_AIM OF THE TASK_
Reproduce the records below word for word, but omit the picture.

_Dataset records about where objects are located_
◆ ◆ ◆

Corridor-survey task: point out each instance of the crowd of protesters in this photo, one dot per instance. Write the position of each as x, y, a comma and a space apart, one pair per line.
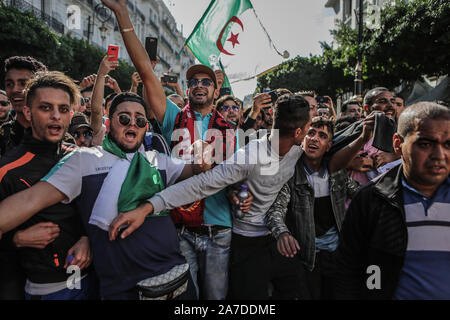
129, 196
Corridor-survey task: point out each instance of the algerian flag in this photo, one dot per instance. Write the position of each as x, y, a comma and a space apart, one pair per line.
230, 35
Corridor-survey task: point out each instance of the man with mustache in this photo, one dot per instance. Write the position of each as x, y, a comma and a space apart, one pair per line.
38, 250
18, 71
5, 108
367, 166
307, 215
394, 240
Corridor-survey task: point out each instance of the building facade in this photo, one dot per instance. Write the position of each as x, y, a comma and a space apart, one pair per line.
347, 11
88, 19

◆ ◆ ◆

_PROBLEM SOLUTION_
Corridor-survey task: point out each instance of the crowd of protesters in this photo, one dot per instance. Write the position of each as x, y, a comma and a space apart, one pair per line.
129, 196
Corridor-survey task: point out each instance of the algerian flag in this photo, one dot per instance. Write the position of each as x, y, a comma and a space apart, one pair per line.
230, 35
Corridor-survey task: point out each instance of the man with mustache in this photo, one dot per instance. Write the position of each as x, y, a comma and a space apart, one pair per line.
38, 250
18, 71
5, 108
367, 166
307, 215
394, 240
Corridor-survey task: point out each instance of the building facade in this photo, one dot per instance. Write the position of each as x, y, a comma and a space apart, one pair per line.
347, 11
88, 19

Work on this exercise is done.